REQUEST:
Every word of every entry must be retyped exactly.

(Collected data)
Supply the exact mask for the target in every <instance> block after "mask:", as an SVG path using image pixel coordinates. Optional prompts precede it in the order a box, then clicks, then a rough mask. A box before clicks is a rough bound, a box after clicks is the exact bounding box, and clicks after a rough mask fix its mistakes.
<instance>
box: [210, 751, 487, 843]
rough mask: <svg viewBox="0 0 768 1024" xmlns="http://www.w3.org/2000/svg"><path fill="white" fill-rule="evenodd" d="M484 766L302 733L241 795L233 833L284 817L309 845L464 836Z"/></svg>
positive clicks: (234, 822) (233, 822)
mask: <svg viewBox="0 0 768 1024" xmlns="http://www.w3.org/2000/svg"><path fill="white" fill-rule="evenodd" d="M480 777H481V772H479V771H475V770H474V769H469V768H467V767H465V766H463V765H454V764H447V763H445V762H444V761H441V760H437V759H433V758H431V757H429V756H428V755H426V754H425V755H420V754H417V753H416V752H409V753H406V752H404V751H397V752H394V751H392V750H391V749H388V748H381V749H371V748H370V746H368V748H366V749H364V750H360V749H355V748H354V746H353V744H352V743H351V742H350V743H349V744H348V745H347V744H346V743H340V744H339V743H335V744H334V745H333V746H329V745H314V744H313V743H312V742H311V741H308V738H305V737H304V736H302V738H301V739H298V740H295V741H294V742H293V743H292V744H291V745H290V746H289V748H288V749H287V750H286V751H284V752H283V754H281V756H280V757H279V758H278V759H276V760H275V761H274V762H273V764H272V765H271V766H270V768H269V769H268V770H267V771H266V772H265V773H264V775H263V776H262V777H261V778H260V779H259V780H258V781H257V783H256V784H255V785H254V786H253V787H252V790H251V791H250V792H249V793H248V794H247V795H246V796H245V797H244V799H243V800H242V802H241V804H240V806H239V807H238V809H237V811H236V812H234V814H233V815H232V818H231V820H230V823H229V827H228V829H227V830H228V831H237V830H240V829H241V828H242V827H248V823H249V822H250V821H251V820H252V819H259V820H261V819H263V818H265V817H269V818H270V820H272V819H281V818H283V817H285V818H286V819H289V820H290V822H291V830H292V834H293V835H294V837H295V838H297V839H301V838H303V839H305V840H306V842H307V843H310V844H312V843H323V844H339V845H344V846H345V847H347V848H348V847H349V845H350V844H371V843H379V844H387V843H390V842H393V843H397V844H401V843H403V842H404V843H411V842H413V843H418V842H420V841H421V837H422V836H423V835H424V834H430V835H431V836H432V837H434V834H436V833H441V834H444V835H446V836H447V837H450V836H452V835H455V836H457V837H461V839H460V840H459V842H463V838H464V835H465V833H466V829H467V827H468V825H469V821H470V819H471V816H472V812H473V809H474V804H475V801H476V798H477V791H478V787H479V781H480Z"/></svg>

OUTPUT FOR THIS TASK:
Supply the exact mask for the target in every <instance> block after "mask:", as an SVG path using image pixel coordinates. Optional prompts precede it in the order a box, then clicks, then a rough mask. A box before clicks is a rough bound, a box after clicks is the exact bounding box, and clicks after a rough mask fix its mistakes.
<instance>
box: [210, 751, 487, 843]
rough mask: <svg viewBox="0 0 768 1024" xmlns="http://www.w3.org/2000/svg"><path fill="white" fill-rule="evenodd" d="M484 766L302 733L241 795L233 833L284 817L309 845L464 836Z"/></svg>
positive clicks: (234, 822) (233, 822)
mask: <svg viewBox="0 0 768 1024" xmlns="http://www.w3.org/2000/svg"><path fill="white" fill-rule="evenodd" d="M480 777H481V772H479V771H475V770H474V769H469V768H467V767H465V766H463V765H454V764H447V763H445V762H444V761H441V760H437V759H433V758H431V757H429V756H428V755H426V754H425V755H420V754H417V753H416V752H409V753H406V752H404V751H397V752H394V751H392V750H391V749H388V748H381V749H371V748H370V746H368V748H366V749H364V750H360V749H355V748H354V746H353V744H352V743H351V742H350V743H349V744H348V745H347V744H346V743H340V744H339V743H335V744H334V745H333V746H329V745H314V744H313V743H312V742H311V741H308V738H305V737H304V736H302V738H301V739H298V740H295V741H294V742H293V743H292V744H291V745H290V746H289V748H288V749H287V750H286V751H284V752H283V754H281V756H280V757H279V758H278V759H276V760H275V761H274V762H273V764H272V765H271V766H270V768H269V769H268V770H267V771H266V772H265V773H264V775H263V776H262V777H261V778H260V779H259V780H258V781H257V783H256V784H255V785H254V786H253V787H252V790H251V791H250V792H249V793H248V794H247V795H246V796H245V797H244V799H243V800H242V802H241V804H240V806H239V807H238V809H237V811H236V812H234V814H233V815H232V818H231V820H230V823H229V827H228V829H227V830H228V831H237V830H240V829H241V828H242V827H248V823H249V822H250V821H251V820H252V819H259V820H261V819H263V818H265V817H269V818H270V820H272V819H281V818H283V817H285V818H286V819H289V820H290V822H291V830H292V834H293V835H294V837H295V838H297V839H301V838H303V839H305V840H306V842H307V843H310V844H312V843H323V844H339V845H344V846H345V847H347V848H348V847H349V845H350V844H371V843H379V844H387V843H390V842H393V843H397V844H401V843H403V842H404V843H411V842H413V843H418V842H420V841H421V837H422V836H423V835H424V834H430V835H431V836H432V837H434V834H436V833H441V834H444V835H446V836H447V837H450V836H452V835H455V836H457V837H461V839H460V840H459V842H463V838H464V835H465V833H466V829H467V827H468V825H469V821H470V819H471V816H472V812H473V809H474V804H475V801H476V798H477V791H478V787H479V781H480Z"/></svg>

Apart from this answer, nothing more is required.